= PROBLEM TO SOLVE =
Copy out everything in the entries below from the line containing "Practice step: locate the dirt" down to the line containing "point(647, 336)", both included, with every character unchanged.

= SUPPLIED ENTRIES =
(begin)
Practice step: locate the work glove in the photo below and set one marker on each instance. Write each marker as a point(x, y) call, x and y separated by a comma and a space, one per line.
(end)
(begin)
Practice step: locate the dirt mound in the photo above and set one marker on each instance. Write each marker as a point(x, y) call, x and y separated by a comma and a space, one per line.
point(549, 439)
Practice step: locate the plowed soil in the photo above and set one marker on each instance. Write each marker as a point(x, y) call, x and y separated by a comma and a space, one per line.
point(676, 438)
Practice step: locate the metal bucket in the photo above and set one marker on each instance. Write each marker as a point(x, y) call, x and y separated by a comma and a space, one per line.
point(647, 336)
(end)
(begin)
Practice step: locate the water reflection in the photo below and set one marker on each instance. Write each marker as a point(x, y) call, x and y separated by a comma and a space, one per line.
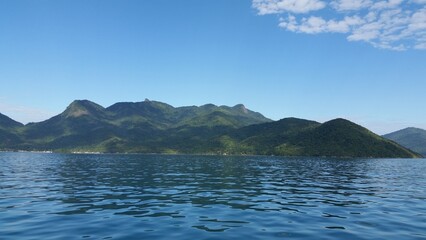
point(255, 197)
(end)
= RESPONSE FOR THIS EXERCISE =
Practice step: locate the dirt mound in the photo above and set one marker on each instance. Write each marker as a point(x, y) call, x and y separated by a comma and a space, one per line.
point(549, 439)
Practice step: locate the plowed soil in the photo above and set one marker on each instance. Write each marker as a point(x, y) call, x and y separated by a comma and a space, one per line.
point(676, 438)
Practice step: locate the metal bucket in the photo above and set one marker on each instance. Write each marker as a point(x, y) call, x and y separated by a comma and a space, one per line.
point(647, 336)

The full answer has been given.